### Problem to solve
Copy the data from the line containing "as point(887, 1176)." up to and including the line containing "point(520, 1080)", swapping every "pointer" for "marker" and keeping everything else the same.

### Entries shown
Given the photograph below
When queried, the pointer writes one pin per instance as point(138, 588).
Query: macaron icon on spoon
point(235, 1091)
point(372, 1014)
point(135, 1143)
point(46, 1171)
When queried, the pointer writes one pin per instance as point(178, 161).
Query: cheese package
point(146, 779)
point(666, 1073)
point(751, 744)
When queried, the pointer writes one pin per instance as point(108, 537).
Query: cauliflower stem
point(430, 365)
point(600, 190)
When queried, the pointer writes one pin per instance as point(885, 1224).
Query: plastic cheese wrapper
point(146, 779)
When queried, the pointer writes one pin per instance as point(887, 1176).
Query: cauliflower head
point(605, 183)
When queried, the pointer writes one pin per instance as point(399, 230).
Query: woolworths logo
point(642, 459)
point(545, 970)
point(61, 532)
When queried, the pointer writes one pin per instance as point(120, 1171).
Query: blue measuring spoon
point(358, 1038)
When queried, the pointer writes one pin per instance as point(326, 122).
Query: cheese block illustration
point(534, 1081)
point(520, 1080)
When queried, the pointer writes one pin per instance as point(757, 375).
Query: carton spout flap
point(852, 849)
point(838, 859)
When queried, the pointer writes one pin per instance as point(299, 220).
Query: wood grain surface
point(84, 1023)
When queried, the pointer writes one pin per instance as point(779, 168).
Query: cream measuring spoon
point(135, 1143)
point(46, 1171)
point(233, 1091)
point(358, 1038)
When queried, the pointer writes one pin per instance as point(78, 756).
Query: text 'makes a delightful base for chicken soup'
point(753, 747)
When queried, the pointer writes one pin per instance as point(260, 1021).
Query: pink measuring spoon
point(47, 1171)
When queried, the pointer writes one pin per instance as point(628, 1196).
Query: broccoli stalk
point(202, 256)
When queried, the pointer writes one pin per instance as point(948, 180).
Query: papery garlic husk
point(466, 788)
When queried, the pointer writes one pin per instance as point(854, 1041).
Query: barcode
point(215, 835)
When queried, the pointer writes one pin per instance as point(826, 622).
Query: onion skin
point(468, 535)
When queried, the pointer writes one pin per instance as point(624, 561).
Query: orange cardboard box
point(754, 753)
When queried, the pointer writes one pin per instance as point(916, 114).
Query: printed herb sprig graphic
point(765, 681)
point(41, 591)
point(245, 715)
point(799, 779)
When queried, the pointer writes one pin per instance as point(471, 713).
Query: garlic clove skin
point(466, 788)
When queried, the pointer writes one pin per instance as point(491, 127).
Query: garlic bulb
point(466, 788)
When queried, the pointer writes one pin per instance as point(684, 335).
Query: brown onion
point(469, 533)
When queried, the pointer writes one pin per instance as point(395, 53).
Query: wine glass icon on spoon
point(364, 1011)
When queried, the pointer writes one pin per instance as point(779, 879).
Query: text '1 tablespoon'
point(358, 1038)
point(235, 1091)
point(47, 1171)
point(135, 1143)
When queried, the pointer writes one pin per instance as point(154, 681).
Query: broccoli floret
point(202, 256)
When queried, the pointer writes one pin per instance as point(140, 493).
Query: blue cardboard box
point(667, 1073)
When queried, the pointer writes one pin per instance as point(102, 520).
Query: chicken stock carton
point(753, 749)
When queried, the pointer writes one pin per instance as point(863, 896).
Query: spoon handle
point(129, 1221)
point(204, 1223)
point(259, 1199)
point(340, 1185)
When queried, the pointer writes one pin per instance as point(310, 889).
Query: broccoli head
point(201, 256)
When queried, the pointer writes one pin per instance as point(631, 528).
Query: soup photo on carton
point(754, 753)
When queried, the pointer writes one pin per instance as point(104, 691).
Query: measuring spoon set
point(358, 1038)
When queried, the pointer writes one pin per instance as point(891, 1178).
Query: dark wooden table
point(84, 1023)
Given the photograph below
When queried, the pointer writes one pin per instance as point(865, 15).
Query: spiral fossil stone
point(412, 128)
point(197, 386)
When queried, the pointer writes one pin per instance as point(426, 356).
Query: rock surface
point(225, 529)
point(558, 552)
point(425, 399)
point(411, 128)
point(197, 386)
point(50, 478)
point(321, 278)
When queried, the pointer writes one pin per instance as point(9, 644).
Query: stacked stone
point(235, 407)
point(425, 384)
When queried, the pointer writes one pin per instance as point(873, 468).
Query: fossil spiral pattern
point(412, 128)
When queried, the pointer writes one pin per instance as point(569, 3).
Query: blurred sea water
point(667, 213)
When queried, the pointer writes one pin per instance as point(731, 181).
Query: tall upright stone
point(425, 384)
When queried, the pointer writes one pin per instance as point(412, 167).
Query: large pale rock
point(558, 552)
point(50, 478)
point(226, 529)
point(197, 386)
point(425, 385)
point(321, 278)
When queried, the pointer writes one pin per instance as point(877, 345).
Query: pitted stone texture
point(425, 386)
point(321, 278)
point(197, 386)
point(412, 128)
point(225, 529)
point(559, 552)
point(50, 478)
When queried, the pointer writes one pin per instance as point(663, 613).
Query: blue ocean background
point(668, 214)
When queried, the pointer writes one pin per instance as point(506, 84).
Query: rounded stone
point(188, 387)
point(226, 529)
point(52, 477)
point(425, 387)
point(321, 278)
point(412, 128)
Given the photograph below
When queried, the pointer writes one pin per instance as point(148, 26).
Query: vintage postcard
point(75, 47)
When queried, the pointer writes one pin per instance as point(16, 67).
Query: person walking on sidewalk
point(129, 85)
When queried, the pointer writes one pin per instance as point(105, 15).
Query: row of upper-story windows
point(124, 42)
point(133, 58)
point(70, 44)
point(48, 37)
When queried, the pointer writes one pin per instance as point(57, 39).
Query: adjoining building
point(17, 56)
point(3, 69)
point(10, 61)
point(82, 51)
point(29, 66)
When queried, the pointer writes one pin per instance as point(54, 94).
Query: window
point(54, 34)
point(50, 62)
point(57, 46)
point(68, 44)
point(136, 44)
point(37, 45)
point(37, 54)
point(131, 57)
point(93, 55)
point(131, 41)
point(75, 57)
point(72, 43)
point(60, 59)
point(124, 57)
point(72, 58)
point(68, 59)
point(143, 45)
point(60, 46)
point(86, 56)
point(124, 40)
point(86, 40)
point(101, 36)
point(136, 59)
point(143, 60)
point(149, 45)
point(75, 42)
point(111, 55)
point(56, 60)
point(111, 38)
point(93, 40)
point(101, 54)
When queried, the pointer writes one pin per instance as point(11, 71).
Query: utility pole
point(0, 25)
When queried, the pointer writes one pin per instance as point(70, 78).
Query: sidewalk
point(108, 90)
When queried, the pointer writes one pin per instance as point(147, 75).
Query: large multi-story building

### Problem solution
When queried, the marker writes one pin per instance as point(887, 1176).
Query: cauliflower head
point(605, 183)
When queried, the marker writes one pin per instance as point(399, 230).
Query: woolworths logo
point(642, 459)
point(545, 970)
point(61, 532)
When queried, the marker writes one pin per instance as point(120, 1171).
Query: blue measuring spoon
point(358, 1038)
When queried, the marker writes one pin per instance as point(326, 122).
Query: cheese block illustration
point(534, 1081)
point(520, 1080)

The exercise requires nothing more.